> [HOW TO COMPLETE THIS TASK]:
Would you restate the entries below exactly, keeping every line?
*** DATASET RECORDS ***
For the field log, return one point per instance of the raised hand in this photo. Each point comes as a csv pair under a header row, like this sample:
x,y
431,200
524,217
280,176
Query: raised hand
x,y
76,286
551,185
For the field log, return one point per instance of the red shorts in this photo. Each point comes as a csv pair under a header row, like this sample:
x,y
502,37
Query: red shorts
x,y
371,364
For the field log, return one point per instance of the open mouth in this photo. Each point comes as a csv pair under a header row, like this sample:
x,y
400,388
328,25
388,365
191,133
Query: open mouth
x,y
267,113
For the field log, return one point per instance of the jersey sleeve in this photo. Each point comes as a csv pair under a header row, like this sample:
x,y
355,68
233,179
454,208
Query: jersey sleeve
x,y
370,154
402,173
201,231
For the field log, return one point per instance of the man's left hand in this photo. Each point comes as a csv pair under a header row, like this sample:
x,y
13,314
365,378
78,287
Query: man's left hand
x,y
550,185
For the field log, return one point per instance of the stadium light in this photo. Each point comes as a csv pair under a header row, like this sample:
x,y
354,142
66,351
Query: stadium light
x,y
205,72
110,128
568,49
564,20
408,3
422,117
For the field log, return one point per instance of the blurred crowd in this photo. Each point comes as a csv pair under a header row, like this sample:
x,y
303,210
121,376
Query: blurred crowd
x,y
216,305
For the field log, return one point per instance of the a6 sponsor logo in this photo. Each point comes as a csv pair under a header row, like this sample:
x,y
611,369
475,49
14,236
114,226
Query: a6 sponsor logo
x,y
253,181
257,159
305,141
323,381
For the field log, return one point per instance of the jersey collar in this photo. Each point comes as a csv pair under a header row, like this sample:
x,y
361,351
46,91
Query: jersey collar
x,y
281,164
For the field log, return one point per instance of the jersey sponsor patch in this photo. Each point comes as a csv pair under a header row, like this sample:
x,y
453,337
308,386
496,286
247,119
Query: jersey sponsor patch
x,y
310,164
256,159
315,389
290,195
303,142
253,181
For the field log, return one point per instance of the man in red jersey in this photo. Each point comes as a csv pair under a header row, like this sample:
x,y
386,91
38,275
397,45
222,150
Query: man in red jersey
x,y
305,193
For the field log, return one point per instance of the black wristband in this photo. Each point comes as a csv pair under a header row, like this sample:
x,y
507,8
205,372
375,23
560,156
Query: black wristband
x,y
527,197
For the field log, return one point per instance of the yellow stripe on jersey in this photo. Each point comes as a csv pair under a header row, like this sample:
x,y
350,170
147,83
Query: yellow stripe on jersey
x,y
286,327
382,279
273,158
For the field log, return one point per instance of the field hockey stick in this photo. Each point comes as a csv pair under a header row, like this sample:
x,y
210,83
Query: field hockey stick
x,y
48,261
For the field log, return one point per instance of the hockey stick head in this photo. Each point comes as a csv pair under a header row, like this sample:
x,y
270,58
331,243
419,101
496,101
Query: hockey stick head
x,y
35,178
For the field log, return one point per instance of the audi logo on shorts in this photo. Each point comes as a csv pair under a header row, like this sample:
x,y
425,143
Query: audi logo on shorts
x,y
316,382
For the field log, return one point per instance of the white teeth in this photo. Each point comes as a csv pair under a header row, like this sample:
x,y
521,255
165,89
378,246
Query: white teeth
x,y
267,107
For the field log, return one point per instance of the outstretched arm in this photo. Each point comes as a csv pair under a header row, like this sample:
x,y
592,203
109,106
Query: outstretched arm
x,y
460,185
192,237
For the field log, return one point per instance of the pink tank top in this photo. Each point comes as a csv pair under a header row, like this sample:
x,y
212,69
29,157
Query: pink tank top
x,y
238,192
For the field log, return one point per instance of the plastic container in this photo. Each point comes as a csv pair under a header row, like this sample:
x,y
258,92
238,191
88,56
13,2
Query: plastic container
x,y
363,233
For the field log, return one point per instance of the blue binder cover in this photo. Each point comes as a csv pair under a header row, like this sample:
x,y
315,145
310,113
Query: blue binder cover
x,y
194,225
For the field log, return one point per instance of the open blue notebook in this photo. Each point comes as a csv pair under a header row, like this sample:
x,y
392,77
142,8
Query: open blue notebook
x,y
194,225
*** End of DATASET RECORDS ***
> [ANSWER SECTION]:
For the field log, return one point per instance of the raised hand in this photo. Each point comes as a csv pair under a header row, like this sample:
x,y
431,200
524,217
280,176
Query: raised hand
x,y
76,286
551,185
For the field log, return one point per instance of the red shorts in this photo. Each point comes as a csv pair under a header row, like this sample:
x,y
502,37
Query: red shorts
x,y
371,364
For the field log, return one point per instance of the open mouth in this photo. Each point comes as a csv pair under a header row, like this sample:
x,y
400,388
328,25
388,365
191,133
Query: open mouth
x,y
267,113
For the field log, return one point per instance of the jersey sleeve in this photo. Each point comes as a csv pair under a header row, like this sample:
x,y
355,68
233,179
454,208
Query: jersey sleeve
x,y
370,154
402,173
201,231
For the field log, return one point per instance of the man's left hand in this photo. Each point comes as a csv pair under a header row, like this sample:
x,y
13,314
365,378
78,287
Query: man's left hand
x,y
550,185
For the field log, return one point per instance of the stadium light in this photo. Each point comes as a csv pair under a header row, like this sample:
x,y
354,142
66,351
Query: stadium light
x,y
205,72
110,128
568,49
564,20
408,3
422,117
For the field log, return one point per instance of the blurred crowd in this photo. Each point comes as a csv pair under a header row, like this sample:
x,y
303,210
121,376
Query: blurred crowd
x,y
216,305
For the field log, return one point per instance of the a6 sponsor logo in this photo. Each point comes as a csv pair under a header row, like this sample:
x,y
611,369
475,49
14,236
114,226
Query: a6 sponsor logo
x,y
253,181
257,159
305,141
323,381
For the field log, return one point per instance of the jersey collar in this photo. Each point comes as a csv pair under a header row, like this sample:
x,y
361,351
46,91
Query: jersey collar
x,y
281,164
For the field log, return one point per instance of the jersey sponsor patch in this photo. Each point comes as a csv pair under a header row, like this sample:
x,y
453,337
308,386
496,286
247,119
Query: jersey sponsor patch
x,y
310,164
256,159
315,389
290,195
303,142
253,181
For the field log, return one point per instance of the man in red jersey in this photo. Each point comes as a csv pair under a header row, like this sample:
x,y
386,91
38,275
397,45
222,150
Query: man in red jersey
x,y
305,193
For the field log, return one point per instance of the black wristband in this photo. Each point comes as a csv pair under a header row, like this sample:
x,y
507,8
205,372
375,23
560,156
Query: black wristband
x,y
527,197
For the field log, return one point per instance of the yellow stripe on jersey in this photo. Each point comes as a csv pair under a header row, like this sample:
x,y
350,170
147,83
Query: yellow stripe on jersey
x,y
286,327
382,279
273,158
For the field log, return one point per instance of the field hockey stick in this photo. Each point comes as a csv pair under a header row, like this sample:
x,y
210,83
Query: field hockey stick
x,y
48,261
For the field log, return one point per instance of the hockey stick head in this photo. Each point comes as a csv pair under a header row, like this sample:
x,y
270,58
331,243
419,101
496,101
Query: hockey stick head
x,y
35,178
For the field log, return one point per instance of the audi logo on shorts in this photo. Each point comes as a csv pair under a header row, like this sample:
x,y
425,143
Query: audi logo on shorts
x,y
316,382
For the field log, return one point per instance of the white teeth in this photo. Each point comes as a csv pair under a header row, like this sample:
x,y
521,255
165,89
378,246
Query: white teeth
x,y
267,107
For the field log, return one point per instance of the outstretched arm in this photo. Each point comes as a csv pair under a header row, like this sample:
x,y
592,203
109,106
Query: outstretched arm
x,y
460,185
192,237
For the field log, return one point per instance of the pink tank top in this photo. Each point comes as a csv pair under a header row, like this sample:
x,y
212,69
29,157
Query: pink tank top
x,y
238,192
For the field log, return one point per instance of the plastic container in this photo. Each point comes as a csv pair under a header row, like this sample:
x,y
258,92
238,191
88,56
13,2
Query: plastic container
x,y
363,233
For the field log, return one point per instance of the blue binder cover in this photo. Each point comes as a csv pair under a header row, like this sample:
x,y
315,145
310,113
Query: blue binder cover
x,y
194,225
For the field log, return one point per instance of the open blue notebook in this photo. Each point comes as a csv pair under a header row, like this sample:
x,y
392,77
142,8
Query: open blue notebook
x,y
194,225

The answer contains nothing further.